# Values on train that are not present on test and vice versa

I’m wondering how to deal (and if I have to) with values on train that are not present on test and vice versa.

Let’s say that category1 on my train set can have one of these possible values: A,B,C,D and E; On my test set, I can have: C,D,E,F and G

Clearly you can see that “A and B” occur on train but do not occur on test and “F and G” occur on test but do not occur on train.

I’m wondering if my model (any model) would benefit from updating A and B to something like “not in test” so the algorithm won’t bother to find “logic” on train categories that can’t be applied on test (or at least will bother less because there is only one cat now instead of many). Not sure if updating F and G to “not in train” makes any sense as well.

Two extra points: If mentioned only two categories missing for simplicity, There are actually more than two but the row count of missing values is very small, like 100 out of 150.000 both ways.

First, just to make things clear,you should divide your samples from all categories between train and test, but I guess you can't do that or else you wouldn't ask.

As for your question, I think you should define a "neither" class for train and test as it will help classify samples which don't look like C,D or E. Then on test, samples F and G will be classified to this category and you can label them randomly there as F or G. That might be the best you can get out of it by means of accuracy.

Provided entries
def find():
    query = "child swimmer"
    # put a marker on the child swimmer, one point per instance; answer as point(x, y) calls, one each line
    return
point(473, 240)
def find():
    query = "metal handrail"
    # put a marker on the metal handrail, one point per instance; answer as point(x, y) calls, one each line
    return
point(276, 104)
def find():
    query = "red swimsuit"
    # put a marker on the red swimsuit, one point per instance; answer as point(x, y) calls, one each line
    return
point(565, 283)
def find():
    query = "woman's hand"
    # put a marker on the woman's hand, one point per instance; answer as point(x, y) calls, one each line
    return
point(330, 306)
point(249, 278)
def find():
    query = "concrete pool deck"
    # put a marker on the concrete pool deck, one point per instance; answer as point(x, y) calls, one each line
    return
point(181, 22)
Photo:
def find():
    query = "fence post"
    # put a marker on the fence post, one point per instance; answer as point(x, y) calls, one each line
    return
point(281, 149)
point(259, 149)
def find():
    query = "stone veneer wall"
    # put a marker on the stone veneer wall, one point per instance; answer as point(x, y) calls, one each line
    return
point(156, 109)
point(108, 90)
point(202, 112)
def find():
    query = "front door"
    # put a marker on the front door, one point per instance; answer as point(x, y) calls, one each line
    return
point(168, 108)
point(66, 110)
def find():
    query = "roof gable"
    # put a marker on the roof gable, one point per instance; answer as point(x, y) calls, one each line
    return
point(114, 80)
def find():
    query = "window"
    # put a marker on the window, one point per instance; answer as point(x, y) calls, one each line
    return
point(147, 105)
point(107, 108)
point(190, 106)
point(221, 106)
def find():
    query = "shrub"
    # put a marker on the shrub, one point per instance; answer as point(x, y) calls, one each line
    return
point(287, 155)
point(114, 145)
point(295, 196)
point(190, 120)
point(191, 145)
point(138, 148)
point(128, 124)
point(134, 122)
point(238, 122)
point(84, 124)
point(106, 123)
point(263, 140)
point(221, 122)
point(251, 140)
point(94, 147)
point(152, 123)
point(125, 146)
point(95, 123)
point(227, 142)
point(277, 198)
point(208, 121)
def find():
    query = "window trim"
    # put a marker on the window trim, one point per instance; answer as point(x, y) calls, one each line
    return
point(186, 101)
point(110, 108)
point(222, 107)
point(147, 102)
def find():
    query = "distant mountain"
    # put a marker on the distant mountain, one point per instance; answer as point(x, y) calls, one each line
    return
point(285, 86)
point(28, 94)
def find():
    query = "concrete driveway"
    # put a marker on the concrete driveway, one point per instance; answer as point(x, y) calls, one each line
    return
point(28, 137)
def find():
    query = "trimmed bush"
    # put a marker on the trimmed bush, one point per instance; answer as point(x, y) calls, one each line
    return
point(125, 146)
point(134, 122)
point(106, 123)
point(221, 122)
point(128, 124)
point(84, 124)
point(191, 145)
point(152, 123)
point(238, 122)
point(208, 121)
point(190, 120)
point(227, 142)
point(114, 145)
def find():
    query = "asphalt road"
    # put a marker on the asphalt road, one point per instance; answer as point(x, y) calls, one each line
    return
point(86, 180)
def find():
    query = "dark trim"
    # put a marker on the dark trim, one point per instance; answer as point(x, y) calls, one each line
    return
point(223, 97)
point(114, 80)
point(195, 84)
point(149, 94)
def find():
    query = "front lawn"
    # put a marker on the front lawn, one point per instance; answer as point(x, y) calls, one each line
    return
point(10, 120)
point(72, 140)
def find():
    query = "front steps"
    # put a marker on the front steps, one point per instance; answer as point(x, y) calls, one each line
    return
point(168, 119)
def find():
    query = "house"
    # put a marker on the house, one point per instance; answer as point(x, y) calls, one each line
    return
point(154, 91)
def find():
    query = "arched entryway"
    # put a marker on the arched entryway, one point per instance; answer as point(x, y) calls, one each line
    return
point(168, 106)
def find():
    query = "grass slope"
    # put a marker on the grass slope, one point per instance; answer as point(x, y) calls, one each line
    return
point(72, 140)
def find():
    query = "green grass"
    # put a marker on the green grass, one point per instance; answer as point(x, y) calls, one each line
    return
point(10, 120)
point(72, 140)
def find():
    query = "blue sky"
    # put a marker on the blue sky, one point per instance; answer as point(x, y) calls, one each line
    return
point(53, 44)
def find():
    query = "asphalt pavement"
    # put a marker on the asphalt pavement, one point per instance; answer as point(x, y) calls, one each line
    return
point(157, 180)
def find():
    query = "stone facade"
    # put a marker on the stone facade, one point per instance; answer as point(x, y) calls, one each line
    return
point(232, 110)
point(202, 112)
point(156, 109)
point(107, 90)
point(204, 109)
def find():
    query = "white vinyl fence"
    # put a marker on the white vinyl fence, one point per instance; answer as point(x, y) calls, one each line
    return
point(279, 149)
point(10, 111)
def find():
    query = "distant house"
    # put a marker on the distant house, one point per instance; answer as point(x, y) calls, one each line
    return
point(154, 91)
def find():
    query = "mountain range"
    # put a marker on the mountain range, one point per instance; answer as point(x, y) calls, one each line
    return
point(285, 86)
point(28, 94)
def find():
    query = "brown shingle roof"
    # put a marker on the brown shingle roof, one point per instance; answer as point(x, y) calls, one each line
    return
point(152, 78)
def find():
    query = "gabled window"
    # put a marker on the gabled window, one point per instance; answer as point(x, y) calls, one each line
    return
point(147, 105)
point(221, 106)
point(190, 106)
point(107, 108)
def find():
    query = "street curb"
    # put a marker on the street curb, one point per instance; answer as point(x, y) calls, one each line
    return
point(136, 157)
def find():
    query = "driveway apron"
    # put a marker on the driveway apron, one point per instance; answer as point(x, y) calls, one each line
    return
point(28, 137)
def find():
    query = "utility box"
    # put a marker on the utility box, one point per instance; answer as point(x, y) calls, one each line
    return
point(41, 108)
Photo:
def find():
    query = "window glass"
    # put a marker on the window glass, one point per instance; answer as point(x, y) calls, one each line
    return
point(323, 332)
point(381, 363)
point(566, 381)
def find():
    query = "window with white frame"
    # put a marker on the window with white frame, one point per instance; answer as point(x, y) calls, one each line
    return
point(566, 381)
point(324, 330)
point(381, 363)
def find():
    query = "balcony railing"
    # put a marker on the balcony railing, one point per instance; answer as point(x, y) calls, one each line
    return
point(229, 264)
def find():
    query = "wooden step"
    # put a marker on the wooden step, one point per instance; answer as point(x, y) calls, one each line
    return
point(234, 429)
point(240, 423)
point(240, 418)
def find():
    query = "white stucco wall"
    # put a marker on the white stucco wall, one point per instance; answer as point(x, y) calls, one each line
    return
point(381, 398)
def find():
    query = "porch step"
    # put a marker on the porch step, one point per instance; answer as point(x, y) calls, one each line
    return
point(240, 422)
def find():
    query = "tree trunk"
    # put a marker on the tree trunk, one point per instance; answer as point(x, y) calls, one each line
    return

Directions
[A] Format the records from their first line through the line containing "point(473, 240)", inclusive, as a numbered list, omitting any blank lines.
[B] Resume the text on category values that appear in the train set but not the test set, or the reverse, from where it stops.

Solved problems
[A]
1. def find():
2.     query = "child swimmer"
3.     # put a marker on the child swimmer, one point per instance; answer as point(x, y) calls, one each line
4.     return
5. point(473, 240)

[B]
• are you sure it should be the same "neither" class for train and test? If we do so, the model will consider "F" and "G" on test the same as "A" and "B" on train (because we converted everything to "neither". I presume it should be two different categories. Oct 18 '16 at 15:30
• It will but why does it matter? Do you plan on seeing A and B later in the future? They just help you in the training phase by telling you how C,D or E doesn't look like so you can classify F and G better. Oct 18 '16 at 16:14
• I think it matter because the model may conclude things about F and G based on rows A and B on training data...and that doesn't sound right. it looks like two different labels make more sense or even just creating new labels on train as on test, F, G and the supposed new label would be the same thing as all of them do not exist on train. Thanks Oct 19 '16 at 9:00

The goal of having a training set is not trying to see all the data, but capture the "trend / pattern" of the data.

For continuous case:

I can easily make up one example, that the training set and test set have no intersections, but the model is still successful. (black dots are training data and red triangle are testing data. the black line is the model).

par(cex=2)
set.seed(0)
x_train=runif(10)
y_train=3*x_train+0.5*runif(10)
x_test=runif(10)
y_test=3*x_test+0.5*runif(10)
plot(x_train,y_train)
points(x_test,y_test,col=2,pch=2)
abline(lm(y_train~x_train))
grid()


For discrete case (you example):

In general, the training data should be big and representative enough to see all the possible values. However, we may still have some exceptions. In such a case, we can use "Other" category to do the coding. And we should always model the "common values".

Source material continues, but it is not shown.